Teks Bacaan |
Albanna, Suyatno dan Yudoyono (2011) telah melakukan penelitian
tentang perancangan pencahayaan alami dalam ruang tertutup dengan
menggunakan solar illumination. Dalam solar illumination terdapat
dua sistem, yaitu sistem optika geometri untuk pemanduan cahaya dan
sistem solar tracker untuk optimalisasi pelacakan arah sumber
cahaya. Mekanisme pemanduan cahaya adalah dengan mengumpulkan cahaya menjadi
berkas titik oleh panel solar concentrator yang kemudian
dipandu menggunakan fiber optik untuk didistribusikan ke ruangan. Berdasarkan
hasil penelitian, diperoleh data bahwa efisiensi sistem solar illumination
adalah 12.00 %, sehingga dapat memberikan wacana tentang pemanfaatan energi
matahari tidak terbatas hanya pada tinjauan termal dan listrik (solar cell).
Energi matahari dapat dimanfaatkan dalam bidang pencahayaan yang sehat dan
hemat energi pada ruang tertutup.
Desain rumah yang digunakan untuk “Rumah Matahari” ini adalah
rumah tipe 70 yang merupakan rumah minimalis yang banyak digunakan di
Indonesia. Berikut merupakan salah satu contoh denah rumah tipe 70.
Gambar 1. Denah Rumah Tipe 70
Pemanas Air Tenaga Matahari yang dipakai dalam desain “Rumah
Matahari” adalah yang menggunakan kolektor plat sejajar. Penggunaan jenis
tersebut menyesuaikan dengan kebutuhan penyediaan air panas untuk keperluan
mandi. Kolektor yang digunakan pada pemanas air tenaga panas matahari ini
adalah kolektor surya plat datar yang bagian atasnya terbuat dari kaca yang
berwarna hitam redup sedangkan bagian bawahnya terbuat dari bahan isolator yang
baik sehingga panas yang terserap kolektor tidak terlepas ke lingkungan. Air
panas di dalam kolektor bisa mencapai 82oC, sedangkan air panas yang
dihasilkan tergantung keinginan karena sistem dilengkapi pengontrol suhu.

Data Tersedia |

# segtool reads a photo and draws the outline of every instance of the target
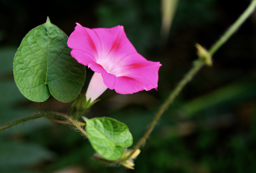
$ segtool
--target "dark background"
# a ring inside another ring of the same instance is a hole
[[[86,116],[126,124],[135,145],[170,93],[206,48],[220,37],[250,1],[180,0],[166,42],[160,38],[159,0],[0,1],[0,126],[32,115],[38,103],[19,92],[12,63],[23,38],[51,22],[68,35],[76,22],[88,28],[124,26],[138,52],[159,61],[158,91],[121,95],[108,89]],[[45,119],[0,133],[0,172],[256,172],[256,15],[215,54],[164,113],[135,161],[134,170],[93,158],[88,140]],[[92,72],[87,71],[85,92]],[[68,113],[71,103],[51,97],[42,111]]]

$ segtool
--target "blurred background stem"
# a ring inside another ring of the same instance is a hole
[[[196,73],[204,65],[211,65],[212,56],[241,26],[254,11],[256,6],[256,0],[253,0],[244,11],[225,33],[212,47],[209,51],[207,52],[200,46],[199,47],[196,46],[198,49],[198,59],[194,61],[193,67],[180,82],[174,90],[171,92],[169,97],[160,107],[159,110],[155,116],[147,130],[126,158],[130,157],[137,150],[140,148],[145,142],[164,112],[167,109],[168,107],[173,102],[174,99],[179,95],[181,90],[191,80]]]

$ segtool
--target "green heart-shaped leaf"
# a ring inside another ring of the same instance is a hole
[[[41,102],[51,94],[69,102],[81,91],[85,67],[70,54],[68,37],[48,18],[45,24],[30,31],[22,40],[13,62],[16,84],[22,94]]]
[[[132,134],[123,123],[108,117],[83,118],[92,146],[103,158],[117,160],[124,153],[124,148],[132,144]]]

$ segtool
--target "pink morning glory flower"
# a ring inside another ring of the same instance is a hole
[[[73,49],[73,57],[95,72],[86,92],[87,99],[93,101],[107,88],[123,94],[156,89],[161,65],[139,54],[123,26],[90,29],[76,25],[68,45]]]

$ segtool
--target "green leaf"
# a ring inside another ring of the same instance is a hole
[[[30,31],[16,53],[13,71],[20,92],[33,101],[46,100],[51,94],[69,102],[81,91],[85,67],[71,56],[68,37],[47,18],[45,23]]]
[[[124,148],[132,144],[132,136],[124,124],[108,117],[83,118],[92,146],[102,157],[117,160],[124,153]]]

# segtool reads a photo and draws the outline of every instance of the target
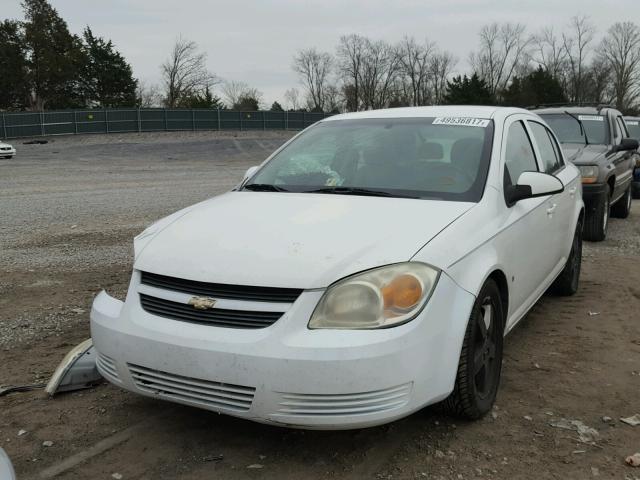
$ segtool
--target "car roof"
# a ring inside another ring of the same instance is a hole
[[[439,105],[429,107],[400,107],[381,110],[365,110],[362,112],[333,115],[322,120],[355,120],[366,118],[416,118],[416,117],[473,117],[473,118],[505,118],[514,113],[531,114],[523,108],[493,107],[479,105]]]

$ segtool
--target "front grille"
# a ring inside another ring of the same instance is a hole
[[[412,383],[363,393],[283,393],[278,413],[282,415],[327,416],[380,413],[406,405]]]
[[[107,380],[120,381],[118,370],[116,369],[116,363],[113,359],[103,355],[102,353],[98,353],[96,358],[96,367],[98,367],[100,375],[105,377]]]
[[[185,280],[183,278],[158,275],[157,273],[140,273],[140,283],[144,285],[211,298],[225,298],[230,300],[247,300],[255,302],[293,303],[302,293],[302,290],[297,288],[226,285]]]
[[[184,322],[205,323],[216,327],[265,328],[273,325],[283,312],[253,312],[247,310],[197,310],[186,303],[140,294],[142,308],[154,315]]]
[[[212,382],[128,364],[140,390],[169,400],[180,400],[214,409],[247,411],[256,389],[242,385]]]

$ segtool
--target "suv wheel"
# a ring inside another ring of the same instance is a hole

Tujuan |
Salin seluruh teks tentang pemanfaatan energi matahari di atas tanpa mengubah apa pun.

Jawaban Tertulis |
Albanna, Suyatno dan Yudoyono (2011) telah melakukan penelitian
tentang perancangan pencahayaan alami dalam ruang tertutup dengan
menggunakan solar illumination. Dalam solar illumination terdapat
dua sistem, yaitu sistem optika geometri untuk pemanduan cahaya dan
sistem solar tracker untuk optimalisasi pelacakan arah sumber
cahaya. Mekanisme pemanduan cahaya adalah dengan mengumpulkan cahaya menjadi
berkas titik oleh panel solar concentrator yang kemudian
dipandu menggunakan fiber optik untuk didistribusikan ke ruangan. Berdasarkan
hasil penelitian, diperoleh data bahwa efisiensi sistem solar illumination
adalah 12.00 %, sehingga dapat memberikan wacana tentang pemanfaatan energi
matahari tidak terbatas hanya pada tinjauan termal dan listrik (solar cell).
Energi matahari dapat dimanfaatkan dalam bidang pencahayaan yang sehat dan
hemat energi pada ruang tertutup.
Desain rumah yang digunakan untuk “Rumah Matahari” ini adalah
rumah tipe 70 yang merupakan rumah minimalis yang banyak digunakan di
Indonesia. Berikut merupakan salah satu contoh denah rumah tipe 70.
Gambar 1. Denah Rumah Tipe 70
Pemanas Air Tenaga Matahari yang dipakai dalam desain “Rumah
Matahari” adalah yang menggunakan kolektor plat sejajar. Penggunaan jenis
tersebut menyesuaikan dengan kebutuhan penyediaan air panas untuk keperluan
mandi. Kolektor yang digunakan pada pemanas air tenaga panas matahari ini
adalah kolektor surya plat datar yang bagian atasnya terbuat dari kaca yang
berwarna hitam redup sedangkan bagian bawahnya terbuat dari bahan isolator yang
baik sehingga panas yang terserap kolektor tidak terlepas ke lingkungan. Air
panas di dalam kolektor bisa mencapai 82oC, sedangkan air panas yang
dihasilkan tergantung keinginan karena sistem dilengkapi pengontrol suhu.